***** Text section
My voice was very shaky when I came to the end of that chorus, but the great wave of sound from the kilted laddies rolled out, true and full, unshaken, unbroken.  They carried the air as steadily as a ship is carried upon a rolling sea.

I could sing no more for them, and then, as I made my way, unsteadily enough, from the platform, music struck up that was the sweetest I could have heard.  Some pipers had come together, from twa or three regiments, unknown to me, and now, very softly, their pipes began to skirl.  They played the tune that I love best, “The Drunken Piper.”  I could scarcely see to pick my way, for the tears that blinded me, but in my ears, as I passed away from them, there came, gently wailing on the pipes, the plaintive plea—­

 “Will ye no come back again?”

CHAPTER XXIII

Now it was time to take to the motor cars again, and I was glad of the thought that we would have a bracing ride.  I needed something of the sort, I thought.  My emotions had been deeply stirred, in many ways, that day.  I felt tired and quite exhausted.  This was by all odds the most strenuous day the Reverend Harry Lauder, M.P., Tour had put in yet in France.  So I welcomed the idea of sitting back comfortably in the car and feeling the cool wind against my cheeks.
**********
* Exercise requirements:
1. Reproduce everything in the passage about the tour in France from "My voice was" down to "a rolling sea.".
2. Pick up the passage about the tour in France after its last sentence and keep writing it.
The data that comes next has nothing to do with any of this.
***** Information provided
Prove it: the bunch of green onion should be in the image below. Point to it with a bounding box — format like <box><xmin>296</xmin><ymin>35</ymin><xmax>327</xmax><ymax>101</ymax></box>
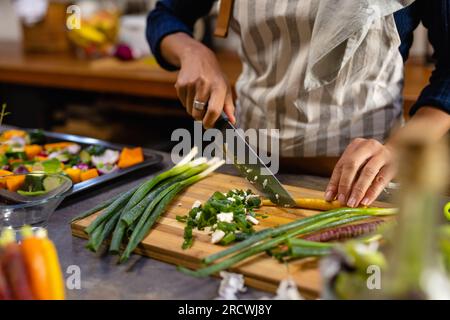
**********
* Results of the exercise:
1.
My voice was very shaky when I came to the end of that chorus, but the great wave of sound from the kilted laddies rolled out, true and full, unshaken, unbroken.  They carried the air as steadily as a ship is carried upon a rolling sea.

2.
First, however, the entertainers were to be entertained.  They took us, the officers of the divisional staff, to a hut, where we were offered our choice of tea or a wee hauf yin.  There was good Scots whisky there, but it was the tea I wanted.  It was very hot in the sun, and I had done a deal of clambering about.  So I was glad, after all, to stay in the shade a while and rest my limbs.

Getting out through Arras turned out to be a ticklish business.  The Germans were verra wasteful o’ their shells that day, considering how much siller they cost!  They were pounding away, and more shells, by a good many, were falling in Arras than had been the case when we arrived at noon.  So I got a chance to see how the ruin that had been wrought had been accomplished.

Arras is a wonderful sight, noble and impressive even in its destruction.  But it was a sight that depressed me.  It had angered me, at first, but now I began to think, at each ruined house that I saw:  “Suppose this were at hame in Scotland!” And when such thoughts came to me I thanked God for the brave lads I had seen that day who stood, out here, holding the line, and so formed a bulwark between Scotland and such black ruin as this.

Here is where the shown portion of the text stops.